[Rows from a dataset]
# # #
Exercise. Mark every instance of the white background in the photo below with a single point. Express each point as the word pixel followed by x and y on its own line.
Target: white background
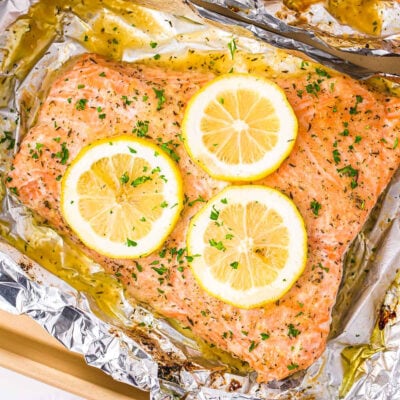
pixel 14 386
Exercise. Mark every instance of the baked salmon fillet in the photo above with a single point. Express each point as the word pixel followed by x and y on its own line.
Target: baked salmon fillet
pixel 344 157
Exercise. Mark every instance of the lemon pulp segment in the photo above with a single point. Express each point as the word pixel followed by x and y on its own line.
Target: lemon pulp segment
pixel 248 245
pixel 122 196
pixel 239 127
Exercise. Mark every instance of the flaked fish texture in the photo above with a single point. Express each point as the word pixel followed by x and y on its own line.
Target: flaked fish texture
pixel 344 157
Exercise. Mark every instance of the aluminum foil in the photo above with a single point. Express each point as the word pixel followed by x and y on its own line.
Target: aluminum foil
pixel 127 341
pixel 317 23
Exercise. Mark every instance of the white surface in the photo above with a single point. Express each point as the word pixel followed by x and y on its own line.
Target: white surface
pixel 18 387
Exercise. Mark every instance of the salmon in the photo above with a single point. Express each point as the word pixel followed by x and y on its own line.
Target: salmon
pixel 344 157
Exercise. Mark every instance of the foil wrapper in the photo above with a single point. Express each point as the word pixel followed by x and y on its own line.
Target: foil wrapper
pixel 127 341
pixel 312 19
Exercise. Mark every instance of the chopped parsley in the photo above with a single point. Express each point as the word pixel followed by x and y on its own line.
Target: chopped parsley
pixel 169 151
pixel 141 128
pixel 348 170
pixel 319 265
pixel 81 104
pixel 126 101
pixel 218 245
pixel 63 154
pixel 8 137
pixel 253 345
pixel 292 331
pixel 264 336
pixel 322 72
pixel 160 97
pixel 313 88
pixel 292 366
pixel 315 207
pixel 353 110
pixel 336 156
pixel 160 270
pixel 140 180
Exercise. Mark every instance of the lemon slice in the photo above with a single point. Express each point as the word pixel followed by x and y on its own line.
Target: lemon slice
pixel 122 196
pixel 239 127
pixel 248 245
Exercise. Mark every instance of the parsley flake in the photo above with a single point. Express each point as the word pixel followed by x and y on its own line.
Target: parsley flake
pixel 160 96
pixel 292 331
pixel 315 207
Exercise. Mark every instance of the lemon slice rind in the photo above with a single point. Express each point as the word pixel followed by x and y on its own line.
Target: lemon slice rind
pixel 161 227
pixel 192 133
pixel 256 296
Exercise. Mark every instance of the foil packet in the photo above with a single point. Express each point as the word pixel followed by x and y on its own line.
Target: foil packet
pixel 369 27
pixel 120 337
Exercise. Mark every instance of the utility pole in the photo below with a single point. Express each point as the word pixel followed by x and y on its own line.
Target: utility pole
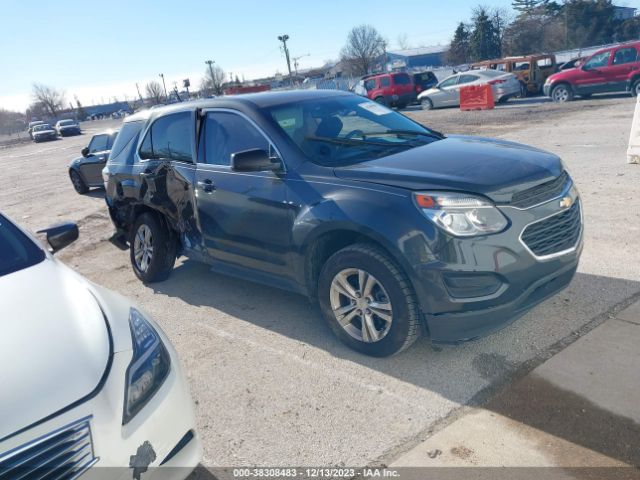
pixel 164 86
pixel 283 39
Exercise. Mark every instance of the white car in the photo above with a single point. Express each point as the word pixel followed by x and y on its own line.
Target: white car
pixel 447 92
pixel 87 379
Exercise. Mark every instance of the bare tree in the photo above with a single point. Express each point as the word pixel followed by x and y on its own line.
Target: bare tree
pixel 49 97
pixel 364 46
pixel 154 92
pixel 213 80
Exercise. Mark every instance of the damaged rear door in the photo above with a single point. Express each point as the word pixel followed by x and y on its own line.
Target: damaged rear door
pixel 166 170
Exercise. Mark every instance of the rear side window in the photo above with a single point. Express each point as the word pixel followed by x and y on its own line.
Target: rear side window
pixel 169 138
pixel 625 55
pixel 401 79
pixel 125 143
pixel 226 133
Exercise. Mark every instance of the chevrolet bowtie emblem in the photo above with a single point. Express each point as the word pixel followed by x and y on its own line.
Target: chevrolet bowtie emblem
pixel 566 202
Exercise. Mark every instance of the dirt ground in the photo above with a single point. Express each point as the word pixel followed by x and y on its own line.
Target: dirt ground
pixel 272 386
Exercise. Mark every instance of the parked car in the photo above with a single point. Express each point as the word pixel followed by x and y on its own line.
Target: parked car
pixel 392 89
pixel 532 70
pixel 447 92
pixel 67 127
pixel 424 81
pixel 85 172
pixel 613 69
pixel 88 378
pixel 31 125
pixel 43 132
pixel 573 63
pixel 393 228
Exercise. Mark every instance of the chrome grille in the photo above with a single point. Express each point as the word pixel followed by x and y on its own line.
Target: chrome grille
pixel 60 455
pixel 555 234
pixel 541 193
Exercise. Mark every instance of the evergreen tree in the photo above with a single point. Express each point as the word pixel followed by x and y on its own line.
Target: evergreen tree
pixel 526 6
pixel 484 42
pixel 459 48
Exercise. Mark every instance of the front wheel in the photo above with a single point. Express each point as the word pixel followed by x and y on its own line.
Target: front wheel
pixel 153 248
pixel 368 301
pixel 562 93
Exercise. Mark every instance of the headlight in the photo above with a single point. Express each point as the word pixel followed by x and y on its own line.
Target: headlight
pixel 461 214
pixel 149 366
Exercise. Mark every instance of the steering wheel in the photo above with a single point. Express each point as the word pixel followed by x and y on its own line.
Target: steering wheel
pixel 354 133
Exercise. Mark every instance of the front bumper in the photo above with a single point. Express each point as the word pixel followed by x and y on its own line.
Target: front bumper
pixel 474 286
pixel 158 428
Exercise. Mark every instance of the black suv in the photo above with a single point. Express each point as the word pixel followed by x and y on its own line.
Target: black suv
pixel 393 228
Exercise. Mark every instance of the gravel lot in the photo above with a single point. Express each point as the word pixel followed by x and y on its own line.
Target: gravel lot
pixel 271 384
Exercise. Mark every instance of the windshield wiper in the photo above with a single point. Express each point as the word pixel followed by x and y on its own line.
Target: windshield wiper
pixel 347 141
pixel 430 133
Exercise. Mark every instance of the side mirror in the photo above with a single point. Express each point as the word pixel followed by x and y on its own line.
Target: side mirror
pixel 61 236
pixel 254 160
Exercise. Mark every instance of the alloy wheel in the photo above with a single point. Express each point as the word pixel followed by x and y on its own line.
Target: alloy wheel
pixel 143 247
pixel 361 305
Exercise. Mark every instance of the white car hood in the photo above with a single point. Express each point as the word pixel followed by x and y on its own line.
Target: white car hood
pixel 54 347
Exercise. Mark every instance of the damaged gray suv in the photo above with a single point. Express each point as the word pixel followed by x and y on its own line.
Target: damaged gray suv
pixel 394 229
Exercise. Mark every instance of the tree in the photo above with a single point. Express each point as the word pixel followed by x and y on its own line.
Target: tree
pixel 154 92
pixel 48 97
pixel 213 80
pixel 484 42
pixel 364 46
pixel 525 6
pixel 459 49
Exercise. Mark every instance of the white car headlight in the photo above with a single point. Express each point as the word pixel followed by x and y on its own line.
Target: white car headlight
pixel 461 214
pixel 149 366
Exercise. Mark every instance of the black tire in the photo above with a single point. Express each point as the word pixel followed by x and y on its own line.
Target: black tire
pixel 426 103
pixel 78 182
pixel 165 246
pixel 404 328
pixel 562 93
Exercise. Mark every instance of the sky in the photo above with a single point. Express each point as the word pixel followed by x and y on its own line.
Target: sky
pixel 98 50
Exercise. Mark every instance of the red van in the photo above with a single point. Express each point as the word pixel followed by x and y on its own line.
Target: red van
pixel 613 69
pixel 392 89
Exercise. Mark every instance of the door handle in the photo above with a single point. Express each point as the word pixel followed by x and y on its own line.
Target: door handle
pixel 207 185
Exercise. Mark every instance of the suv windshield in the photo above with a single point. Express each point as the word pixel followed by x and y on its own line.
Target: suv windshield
pixel 345 130
pixel 17 251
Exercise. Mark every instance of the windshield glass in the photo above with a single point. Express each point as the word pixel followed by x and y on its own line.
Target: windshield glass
pixel 338 131
pixel 17 251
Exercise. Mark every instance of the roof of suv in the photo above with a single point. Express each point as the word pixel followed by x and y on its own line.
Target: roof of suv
pixel 255 100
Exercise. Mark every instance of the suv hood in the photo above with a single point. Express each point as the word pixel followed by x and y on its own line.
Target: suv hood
pixel 494 168
pixel 54 347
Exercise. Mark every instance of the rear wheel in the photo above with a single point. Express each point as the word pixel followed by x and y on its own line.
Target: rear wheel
pixel 153 248
pixel 426 103
pixel 562 93
pixel 78 183
pixel 368 301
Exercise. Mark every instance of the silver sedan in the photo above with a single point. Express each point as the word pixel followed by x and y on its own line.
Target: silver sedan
pixel 447 92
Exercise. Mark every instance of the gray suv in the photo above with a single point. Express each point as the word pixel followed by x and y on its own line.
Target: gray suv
pixel 392 228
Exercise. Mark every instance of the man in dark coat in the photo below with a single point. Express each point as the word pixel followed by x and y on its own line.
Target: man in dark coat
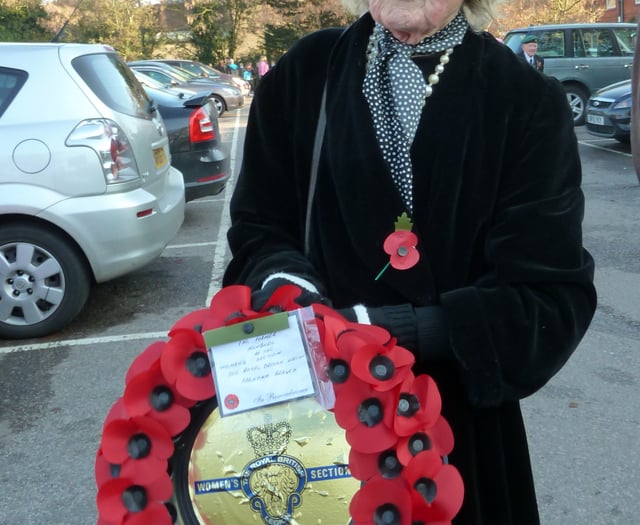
pixel 502 293
pixel 528 52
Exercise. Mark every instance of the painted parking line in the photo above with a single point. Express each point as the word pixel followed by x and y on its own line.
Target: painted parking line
pixel 596 144
pixel 216 273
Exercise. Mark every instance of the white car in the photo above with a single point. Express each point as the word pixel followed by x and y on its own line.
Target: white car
pixel 87 190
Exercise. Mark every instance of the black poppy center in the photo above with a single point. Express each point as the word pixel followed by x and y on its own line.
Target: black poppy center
pixel 370 412
pixel 135 498
pixel 381 368
pixel 198 364
pixel 419 443
pixel 139 446
pixel 161 398
pixel 338 371
pixel 427 488
pixel 408 405
pixel 387 514
pixel 389 465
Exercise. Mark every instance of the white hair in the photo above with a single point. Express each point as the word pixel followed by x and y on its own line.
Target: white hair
pixel 478 12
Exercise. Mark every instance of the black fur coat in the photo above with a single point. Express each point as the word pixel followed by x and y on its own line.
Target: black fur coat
pixel 497 210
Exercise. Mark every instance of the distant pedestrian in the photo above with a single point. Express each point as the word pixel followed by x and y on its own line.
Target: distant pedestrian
pixel 262 66
pixel 232 67
pixel 528 52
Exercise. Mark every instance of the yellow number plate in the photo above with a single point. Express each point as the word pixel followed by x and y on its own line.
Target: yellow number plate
pixel 160 156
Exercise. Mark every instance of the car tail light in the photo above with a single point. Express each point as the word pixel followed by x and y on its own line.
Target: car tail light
pixel 111 144
pixel 201 126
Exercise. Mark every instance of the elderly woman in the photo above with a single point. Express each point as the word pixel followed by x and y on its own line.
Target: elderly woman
pixel 432 121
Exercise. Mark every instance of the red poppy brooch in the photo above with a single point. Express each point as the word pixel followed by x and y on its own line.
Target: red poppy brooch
pixel 400 245
pixel 392 420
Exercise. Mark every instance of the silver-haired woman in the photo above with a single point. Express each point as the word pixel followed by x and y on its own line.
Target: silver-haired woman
pixel 430 119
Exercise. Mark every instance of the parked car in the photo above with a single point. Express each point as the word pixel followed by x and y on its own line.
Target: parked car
pixel 584 57
pixel 609 112
pixel 194 138
pixel 87 190
pixel 226 96
pixel 200 69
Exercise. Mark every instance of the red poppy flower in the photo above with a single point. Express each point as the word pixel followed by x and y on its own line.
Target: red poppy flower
pixel 150 394
pixel 419 404
pixel 382 501
pixel 382 367
pixel 437 490
pixel 437 437
pixel 185 365
pixel 140 445
pixel 283 299
pixel 330 325
pixel 120 499
pixel 367 466
pixel 401 246
pixel 367 416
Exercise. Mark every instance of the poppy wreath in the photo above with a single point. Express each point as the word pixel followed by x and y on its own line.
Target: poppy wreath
pixel 392 419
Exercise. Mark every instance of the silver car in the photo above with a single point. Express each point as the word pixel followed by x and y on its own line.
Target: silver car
pixel 87 191
pixel 584 57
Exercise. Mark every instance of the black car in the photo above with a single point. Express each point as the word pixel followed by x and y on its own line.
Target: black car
pixel 609 112
pixel 194 139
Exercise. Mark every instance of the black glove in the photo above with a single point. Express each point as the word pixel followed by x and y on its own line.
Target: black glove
pixel 421 329
pixel 260 297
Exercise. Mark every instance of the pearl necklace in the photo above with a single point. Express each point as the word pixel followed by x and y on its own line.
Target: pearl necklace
pixel 432 79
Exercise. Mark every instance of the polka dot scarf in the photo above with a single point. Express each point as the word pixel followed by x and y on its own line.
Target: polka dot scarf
pixel 395 89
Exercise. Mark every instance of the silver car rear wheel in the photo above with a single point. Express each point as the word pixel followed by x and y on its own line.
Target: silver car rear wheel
pixel 577 98
pixel 44 281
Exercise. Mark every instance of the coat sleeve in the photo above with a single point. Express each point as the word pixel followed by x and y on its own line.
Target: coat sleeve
pixel 519 322
pixel 268 205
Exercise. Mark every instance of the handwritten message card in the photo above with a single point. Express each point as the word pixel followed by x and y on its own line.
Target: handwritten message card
pixel 260 362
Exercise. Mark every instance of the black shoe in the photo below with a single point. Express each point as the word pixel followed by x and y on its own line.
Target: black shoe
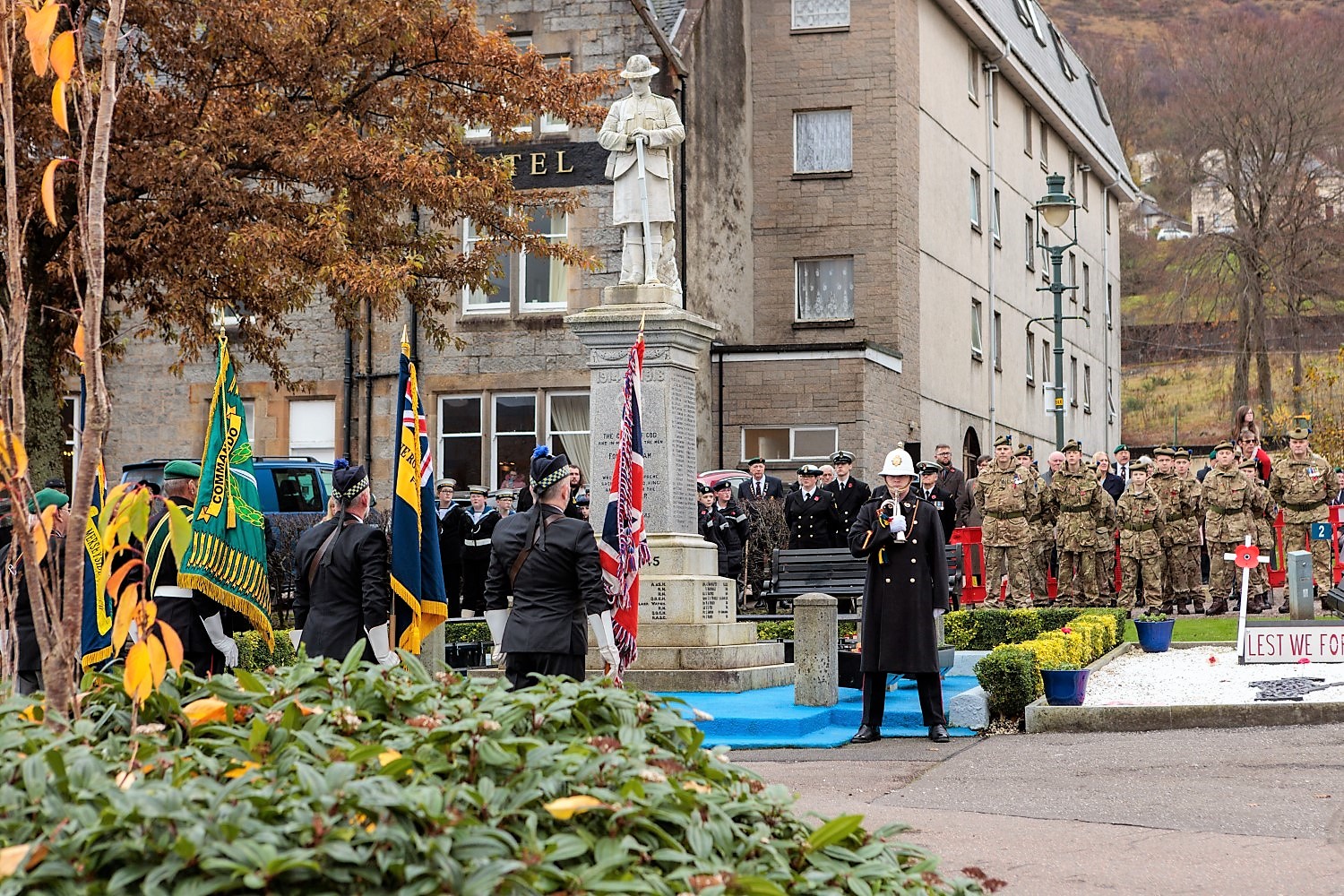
pixel 867 734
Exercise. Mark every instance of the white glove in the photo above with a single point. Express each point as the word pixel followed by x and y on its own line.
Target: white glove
pixel 378 641
pixel 497 619
pixel 223 643
pixel 605 638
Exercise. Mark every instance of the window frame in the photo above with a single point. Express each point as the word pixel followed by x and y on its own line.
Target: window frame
pixel 976 199
pixel 797 297
pixel 814 172
pixel 441 435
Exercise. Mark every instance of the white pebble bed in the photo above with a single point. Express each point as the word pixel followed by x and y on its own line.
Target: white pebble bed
pixel 1193 676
# # #
** Exercise **
Copy out, without any change, the lines from the one containing "Exercise. Mark every instance of the red poppy flower" through the one containing "pixel 260 362", including both of those lines.

** Task answer **
Exercise. Mark every instance of the red poppy flower in the photo above with a single point. Express each point as the word pixel followed by x and y on its own line.
Target: red poppy flower
pixel 150 394
pixel 419 404
pixel 382 501
pixel 382 367
pixel 437 490
pixel 437 437
pixel 185 365
pixel 140 445
pixel 283 299
pixel 330 325
pixel 120 499
pixel 367 466
pixel 401 246
pixel 367 416
Exercise. Mark every instance of the poppy wreath in the photo above with a single point. Express each point as the word pixel followed by x and y on its own line.
Target: poppy wreath
pixel 392 419
Exercise. Mark every instance of the silver car in the photo above with a single point. Express each point as the word pixel followed by x and y on its own line.
Target: silver car
pixel 87 191
pixel 584 57
Exercise. Mark every instance of the black car in the photo above with a single point. Express each point as the word pixel followed by x and y on its own line.
Target: black car
pixel 609 112
pixel 194 139
Exercise. Mark every instance of the black glove in the photo above with a single point. Express each point as the word pixel followed by x and y on its own line.
Target: black glove
pixel 421 329
pixel 260 297
Exercise. Mark every instance of the pearl necklace in the photo above with a single point. Express each point as the word pixel followed by x and y on its own line.
Target: pearl necklace
pixel 432 79
Exercise. Mark every instance of the polka dot scarf in the photo above with a single point. Express each point as the word pixel followed by x and y on its own line.
Target: polka dot scarf
pixel 395 89
Exercise. Mark every instance of the silver car rear wheel in the photo above with a single point. Express each point as the word pixel followed by x and y on its own line.
Target: silver car rear wheel
pixel 577 98
pixel 44 281
Exercise. Mark every instance of the coat sleeve in the photo above with a single point. Express each point as the word pixel followed by x and y on its own line.
Target: coat sleeve
pixel 519 322
pixel 268 205
Exercise. Mark every instance of the handwritten message card in the photo above with a single point. Express each point as the word pixel followed by x and y on its own line.
Target: handwritten message card
pixel 260 362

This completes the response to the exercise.